» What needs to be done: Copy out every record precisely.

>> start Task data

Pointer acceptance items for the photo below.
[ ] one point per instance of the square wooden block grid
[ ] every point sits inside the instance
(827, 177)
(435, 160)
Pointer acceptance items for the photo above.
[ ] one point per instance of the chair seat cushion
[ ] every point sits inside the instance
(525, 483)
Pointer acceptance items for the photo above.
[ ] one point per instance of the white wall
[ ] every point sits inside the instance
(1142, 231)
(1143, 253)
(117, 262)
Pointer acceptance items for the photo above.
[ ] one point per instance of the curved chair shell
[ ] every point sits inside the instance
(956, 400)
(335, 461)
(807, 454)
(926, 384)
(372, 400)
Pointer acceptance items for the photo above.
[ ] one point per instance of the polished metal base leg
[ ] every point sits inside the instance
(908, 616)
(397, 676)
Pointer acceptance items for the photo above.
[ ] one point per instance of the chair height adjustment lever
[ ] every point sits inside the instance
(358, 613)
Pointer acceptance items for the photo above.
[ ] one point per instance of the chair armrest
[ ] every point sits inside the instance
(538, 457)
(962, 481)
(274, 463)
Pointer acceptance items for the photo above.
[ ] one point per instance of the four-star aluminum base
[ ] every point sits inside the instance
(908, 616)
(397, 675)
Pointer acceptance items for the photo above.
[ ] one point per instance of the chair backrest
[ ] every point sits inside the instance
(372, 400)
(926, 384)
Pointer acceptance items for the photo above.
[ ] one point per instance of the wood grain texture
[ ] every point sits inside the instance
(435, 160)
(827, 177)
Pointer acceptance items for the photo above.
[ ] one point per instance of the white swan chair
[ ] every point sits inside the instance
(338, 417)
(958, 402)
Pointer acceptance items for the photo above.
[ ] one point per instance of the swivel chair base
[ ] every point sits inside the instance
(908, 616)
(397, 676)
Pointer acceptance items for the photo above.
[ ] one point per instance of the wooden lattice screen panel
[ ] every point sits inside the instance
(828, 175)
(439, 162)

>> end Task data

» Correct output:
Pointer acceptance items for the photo below.
[ ] one point per instance of the square wooden block grid
[ ] every point sits inside the instance
(827, 177)
(435, 160)
Pointer acceptance items for the photo above.
[ ] one point per instance of the chair seat cushion
[ ] every point sits inside the instance
(525, 483)
Pointer acceptance items for the photo above.
[ ] one point per instance of the white wall
[ ] every point sits inside the instance
(1142, 231)
(1143, 253)
(117, 262)
Pointer acceptance items for the photo above.
[ ] one point per instance of the curved chair shell
[ ] every point sits inside the instance
(956, 400)
(335, 461)
(807, 454)
(926, 384)
(372, 400)
Pointer acceptance items for the photo above.
[ ] one point per instance of the polished metal base leg
[ ] every point sits inside the instance
(908, 616)
(397, 676)
Pointer acceptance items for the photo above.
[ ] one point per instance of the chair height adjustment lever
[ ] every point sits inside the instance
(358, 613)
Pointer acceptance items for the photo above.
[ ] one point per instance of the chair armrest
[ ] every point sits inside the instance
(538, 457)
(962, 481)
(274, 463)
Pointer acceptance items for the photo above.
[ ] one point per instance of the four-star aluminum base
[ ] every point sits inside the instance
(908, 616)
(397, 675)
Pointer acceptance items for the photo above.
[ ] one point per instance of the chair backrest
[ ] every point sits inside the instance
(372, 400)
(926, 384)
Pointer acceptance items for the photo above.
[ ] one point per instance of the wood grain texture
[ ] every point sits inside the instance
(435, 160)
(827, 177)
Pointer acceptance items for the photo above.
[ ] one point per instance of the white swan chair
[ ] every point sits inside the instance
(338, 417)
(958, 402)
Pointer acceptance items for the photo above.
[ ] one point per instance of the swivel chair base
[ ] every point sits inside the instance
(908, 616)
(397, 676)
Pointer acceptance items for the photo above.
[ ] one point per instance of the wooden lattice screen panel
[ ] every point sits inside the instance
(828, 175)
(439, 162)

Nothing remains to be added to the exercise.